## ARTICLE
GY449 Half Unit
Urban Futures
This information is for the 2025/26 session.
Course Convenor
Dr Austin Zeiderman
Dr Ryan Centner
Availability
This course is available on the MSc in Human Geography and Urban Studies (Research), MSc in Regional And Urban Planning Studies, MSc in Urban Policy (LSE and Sciences Po) and MSc in Urbanisation and Development. This course is available with permission as an outside option to students on other programmes where regulations permit. This course uses controlled access as part of the course selection process.
How to apply: Priority: Msc Human Geography and Urban Studies, then other students. Priority is typically for students enrolled in Geography and Environment programmes, or joint degree programmes, however course specific availability is indicated via the 'Availability section' on the LSE course guide webpages. Guidance on how to apply to individual controlled access courses can also be found on LSE for You in the Graduate Course Selection system.
Please note: The number of students that can be accommodated is limited. If a course is over-subscribed, places will be allocated at the Department's discretion and a waiting list may be created. It is advised to have an alternative course in mind as a back-up in case you are unable to secure your first-choice course selection.
Deadline for application: Further guidance and information on course selection for Geography and Environment courses (GY4xx) will be available on the Geography and Environment Course Selection Moodle page which will go live from Monday 8 September and will be updated with course availability information daily throughout the course selection period. This page includes information on the timeline for course selection decisions in the Geography and Environment Department as well as the individual course application processes and requirements
A list of all taught master's courses in this Department are listed on LSE's course guide webpages.

## SHORT EXERCISE
According to the course listing, from what date will the Geography and Environment Course Selection Moodle page go live?

## STORED ROWS
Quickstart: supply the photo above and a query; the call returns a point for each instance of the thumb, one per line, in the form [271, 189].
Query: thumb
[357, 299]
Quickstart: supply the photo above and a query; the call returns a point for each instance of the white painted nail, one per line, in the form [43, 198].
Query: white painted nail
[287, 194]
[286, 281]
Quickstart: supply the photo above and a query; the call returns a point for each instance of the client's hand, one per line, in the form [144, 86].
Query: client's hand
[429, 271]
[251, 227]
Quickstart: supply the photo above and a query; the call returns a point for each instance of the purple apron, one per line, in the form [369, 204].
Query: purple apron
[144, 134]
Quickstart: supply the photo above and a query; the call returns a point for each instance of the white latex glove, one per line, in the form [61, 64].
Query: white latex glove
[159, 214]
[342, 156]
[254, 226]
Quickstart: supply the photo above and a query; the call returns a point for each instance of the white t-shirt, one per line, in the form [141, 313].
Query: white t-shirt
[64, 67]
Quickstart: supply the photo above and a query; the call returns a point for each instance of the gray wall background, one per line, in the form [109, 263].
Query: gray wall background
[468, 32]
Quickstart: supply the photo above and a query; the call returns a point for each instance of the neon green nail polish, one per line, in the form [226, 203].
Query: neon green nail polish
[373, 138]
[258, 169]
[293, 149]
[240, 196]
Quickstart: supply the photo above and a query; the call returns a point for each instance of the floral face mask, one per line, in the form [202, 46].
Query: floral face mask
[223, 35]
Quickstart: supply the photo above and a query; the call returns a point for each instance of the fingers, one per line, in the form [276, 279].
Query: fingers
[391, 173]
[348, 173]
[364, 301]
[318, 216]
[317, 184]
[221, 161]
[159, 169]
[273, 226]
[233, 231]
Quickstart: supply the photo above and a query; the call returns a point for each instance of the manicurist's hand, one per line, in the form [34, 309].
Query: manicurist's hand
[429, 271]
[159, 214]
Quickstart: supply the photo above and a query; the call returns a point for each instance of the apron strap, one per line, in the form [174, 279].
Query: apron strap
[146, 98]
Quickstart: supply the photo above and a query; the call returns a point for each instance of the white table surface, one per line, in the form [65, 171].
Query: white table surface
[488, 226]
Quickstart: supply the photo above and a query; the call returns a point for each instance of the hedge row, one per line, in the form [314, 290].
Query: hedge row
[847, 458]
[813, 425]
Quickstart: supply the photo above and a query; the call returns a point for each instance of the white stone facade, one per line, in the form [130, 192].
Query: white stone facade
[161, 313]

## THE REPLY
Monday 8 September